## Extract to read
------------------------------

But a storm had already begun to gather.
The horse’s owner, from the safety of her home, appears to have waited with a camera in one hand and a potential lawsuit in the other. She filmed at least selective parts of Frehner’s procedure — including where the animal was kicked in the jaw while it was on the ground — and began posting inflammatory claims online.
What the video didn’t show was the full scope of what happened — because it couldn’t. And now, the only person who could have truly explained the decisions made in those chaotic moments is gone. We’re left with a partial picture, filtered through shaky footage and amplified by outrage. But the truth … The whole truth? That died with Frehner, who most suspect took his own life, though an official cause has not yet been revealed by officials.
However, the digital crowd needed no convincing. They flooded comment sections with outrage, reviews with vitriol, and inboxes with threats. Most didn’t ask for context or care about nuance. They saw a clip and joined the hunt.
Even now, people are celebrating Frehner’s death. Dressage Hub Official posted “Good. A win for Horses.” Other social media users have justified the death calling suicide “the coward’s way out.” One poster responded saying, “I didn’t kill him. He killed himself. Maybe he thought he deserved to die.”

------------------------------

## Raw records
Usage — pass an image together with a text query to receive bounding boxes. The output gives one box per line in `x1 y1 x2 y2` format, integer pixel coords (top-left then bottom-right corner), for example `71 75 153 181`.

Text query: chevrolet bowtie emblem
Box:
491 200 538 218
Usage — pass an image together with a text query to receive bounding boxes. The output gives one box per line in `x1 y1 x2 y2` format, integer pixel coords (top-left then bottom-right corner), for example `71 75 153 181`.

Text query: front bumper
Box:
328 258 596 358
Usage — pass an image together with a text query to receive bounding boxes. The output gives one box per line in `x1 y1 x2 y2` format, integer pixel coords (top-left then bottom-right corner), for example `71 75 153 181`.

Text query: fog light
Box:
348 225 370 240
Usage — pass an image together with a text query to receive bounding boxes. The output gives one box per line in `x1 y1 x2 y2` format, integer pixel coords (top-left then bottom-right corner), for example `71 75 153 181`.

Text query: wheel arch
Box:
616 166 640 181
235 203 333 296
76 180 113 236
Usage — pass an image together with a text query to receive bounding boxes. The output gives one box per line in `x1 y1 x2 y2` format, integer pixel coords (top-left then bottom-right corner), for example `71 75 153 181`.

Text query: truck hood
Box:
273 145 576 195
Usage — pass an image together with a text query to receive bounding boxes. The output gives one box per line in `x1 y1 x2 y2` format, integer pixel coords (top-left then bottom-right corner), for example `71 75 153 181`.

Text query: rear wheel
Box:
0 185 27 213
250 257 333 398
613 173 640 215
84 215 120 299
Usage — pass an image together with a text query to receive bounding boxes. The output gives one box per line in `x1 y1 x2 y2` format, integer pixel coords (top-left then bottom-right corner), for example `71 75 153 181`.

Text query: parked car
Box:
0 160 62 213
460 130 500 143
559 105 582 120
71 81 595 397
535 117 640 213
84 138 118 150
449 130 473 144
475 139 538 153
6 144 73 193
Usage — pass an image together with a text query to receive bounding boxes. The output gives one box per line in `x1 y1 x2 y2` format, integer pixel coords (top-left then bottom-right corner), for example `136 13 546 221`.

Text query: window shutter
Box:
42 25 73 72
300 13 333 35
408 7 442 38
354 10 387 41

------------------------------

## Objective
Pick up the passage about Frehner and the horse video after its last sentence and continue it. The listing has no connection to the passage about Frehner and the horse video.

## Output
There’s no denying that accountability matters. But so does compassion. We can recognize systemic issues and still hold space for human tragedies.
To those who have never handled livestock, the danger may be hard to grasp. But for anyone who’s worked a chute, shod a foot, or knelt in a stall with a sedated animal, the risks are real — and constant. A thousand-pound animal doesn’t have to be malicious to be deadly. One misstep, one spook, one failed restraint, and lives can change forever. Vets, trainers, and farriers put themselves in harm’s way every day for animals that may never fully trust them and for owners who often take their work for granted.
Veterinarians — especially large animal vets — carry not just the physical burden of this work, but an emotional one, as well. The profession already has one of the highest suicide rates in the country. Crushing debt, long hours, compassion fatigue, and an unrelenting wave of online criticism leave many professionals drowning.
And when the crowd turns, when the herd of angry commenters charges forward with no facts, no compassion, and no pause — it’s no wonder some are choosing to walk away. Others, like Frehner, never got the chance.
It’s important to acknowledge that even when done with care, professionalism, and a full understanding of animal behavior, the work can look rough: A calf being dragged by the hind legs during branding; a twitch on a nervous horse; a calf pulled by chains from its mom in a head catch. These are tools — standard accepted, and critical to animal care. But to the untrained eye, they can appear violent, sometimes excessively so.
And when you add the pressures placed on high-performance animals — reining horses, jumpers, barrel horses — it gets even more complicated.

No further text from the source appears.